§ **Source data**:
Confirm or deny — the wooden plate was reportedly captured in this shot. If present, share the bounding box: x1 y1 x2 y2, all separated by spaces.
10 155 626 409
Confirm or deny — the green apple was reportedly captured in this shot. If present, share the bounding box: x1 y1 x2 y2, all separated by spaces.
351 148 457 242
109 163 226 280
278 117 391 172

§ **TASK DESCRIPTION**:
Recast the records above as a Markdown table with two columns, "Row" for the row number and "Record line" for the line itself, leaving out any blank lines.

§ **SOLUTION TO THIS PROBLEM**:
| Row | Record line |
|---|---|
| 1 | Confirm or deny — the wooden plate was reportedly captured in this shot. If present, share the bounding box: x1 y1 x2 y2, all separated by spaces. |
| 2 | 10 155 626 409 |
| 3 | Confirm or deny — the green apple was reportedly captured in this shot. If present, share the bounding box: x1 y1 x2 y2, all separated by spaces. |
| 4 | 351 148 457 242 |
| 5 | 109 163 226 280 |
| 6 | 278 117 391 172 |